Point localization data:
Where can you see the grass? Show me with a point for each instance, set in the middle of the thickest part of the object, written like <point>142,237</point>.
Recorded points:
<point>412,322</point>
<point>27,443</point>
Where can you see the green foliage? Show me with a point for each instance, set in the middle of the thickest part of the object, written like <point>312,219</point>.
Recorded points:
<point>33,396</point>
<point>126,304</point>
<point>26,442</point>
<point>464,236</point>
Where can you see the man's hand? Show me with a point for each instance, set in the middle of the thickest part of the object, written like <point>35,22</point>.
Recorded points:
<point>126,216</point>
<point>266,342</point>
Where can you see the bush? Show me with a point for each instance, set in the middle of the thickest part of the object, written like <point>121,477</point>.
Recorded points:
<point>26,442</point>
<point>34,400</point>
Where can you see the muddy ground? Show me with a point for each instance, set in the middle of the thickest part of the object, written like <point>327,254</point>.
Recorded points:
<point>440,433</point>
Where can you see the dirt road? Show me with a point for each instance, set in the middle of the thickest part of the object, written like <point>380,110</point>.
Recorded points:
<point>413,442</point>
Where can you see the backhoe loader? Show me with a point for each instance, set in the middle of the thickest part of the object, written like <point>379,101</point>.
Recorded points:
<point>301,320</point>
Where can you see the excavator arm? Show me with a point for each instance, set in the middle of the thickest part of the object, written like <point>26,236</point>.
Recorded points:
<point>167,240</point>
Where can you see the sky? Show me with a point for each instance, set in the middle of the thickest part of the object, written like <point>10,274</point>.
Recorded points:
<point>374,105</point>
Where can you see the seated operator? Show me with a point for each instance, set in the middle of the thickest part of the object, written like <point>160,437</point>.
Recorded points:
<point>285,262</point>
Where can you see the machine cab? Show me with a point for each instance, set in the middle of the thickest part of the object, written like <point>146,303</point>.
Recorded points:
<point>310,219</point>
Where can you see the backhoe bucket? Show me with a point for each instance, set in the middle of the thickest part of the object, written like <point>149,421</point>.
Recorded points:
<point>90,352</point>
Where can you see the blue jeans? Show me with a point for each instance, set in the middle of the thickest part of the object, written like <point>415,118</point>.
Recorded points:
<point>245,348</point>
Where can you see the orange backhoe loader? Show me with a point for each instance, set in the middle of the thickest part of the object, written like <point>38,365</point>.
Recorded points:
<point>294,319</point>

*Assigned task:*
Transcribe each entry verbatim, leaving none out.

*Completed task:*
Where can you see the grass? Show me with a point for each instance, set in the middle of the thickest part of the object, written like <point>142,237</point>.
Recorded points:
<point>412,322</point>
<point>27,443</point>
Where can you see the green foliage? Show me with a point for each instance, set in the middle of the thickest part of the object, written like <point>312,219</point>.
Recorded points:
<point>33,396</point>
<point>126,304</point>
<point>26,442</point>
<point>464,236</point>
Where can you see the man's hand? Show me with a point for each instance, set in the middle of the thickest part of the object, written like <point>35,22</point>.
Recorded points:
<point>126,216</point>
<point>266,342</point>
Where can you see the bush? Show me with a point for each instance, set in the middle of the thickest part of the object, written like <point>121,477</point>.
Recorded points:
<point>26,442</point>
<point>34,400</point>
Where can you see the muddy ground? Show me with a point for each instance, set in the middle of the thickest part of the object, written like <point>327,254</point>.
Recorded points:
<point>440,433</point>
Where can you see the dirt road? Show me with a point for each instance, set in the middle of the thickest part of the object, written like <point>380,110</point>.
Recorded points:
<point>413,442</point>
Where can you see the backhoe loader? Show me with a point for each instance, set in the middle of the thickest part of the object, written like <point>379,101</point>.
Recorded points:
<point>301,320</point>
Where can you see the excavator arm? Show me with a point for each instance, set in the middle of the thickest part of the object, written like <point>26,236</point>.
Recorded points:
<point>167,240</point>
Where can you see the sky? Show me with a point for each instance, set in the middle of the thickest part of the object, written like <point>10,274</point>.
Recorded points:
<point>374,105</point>
Where can you see the seated operator? Show me with a point for each instance, set in the middle of the thickest part of the object, written like <point>160,437</point>.
Recorded points:
<point>285,262</point>
Where can you see the machine cab? Show me with a point for each instance, set in the middle of the thickest part of the object, written like <point>146,303</point>.
Recorded points:
<point>310,219</point>
Where can you see the backhoe bucket? Show me with a point for each instance, set in the middle of the thickest part of the object, written like <point>149,421</point>.
Recorded points:
<point>90,352</point>
Where can you see the blue jeans? Show me with a point for each instance, set in the middle of the thickest part of the object, written like <point>415,118</point>.
Recorded points:
<point>245,348</point>
Where can you see the orange backhoe loader? Show me with a point for each instance, set in the middle of the thickest part of the object, written like <point>38,365</point>.
Recorded points:
<point>294,319</point>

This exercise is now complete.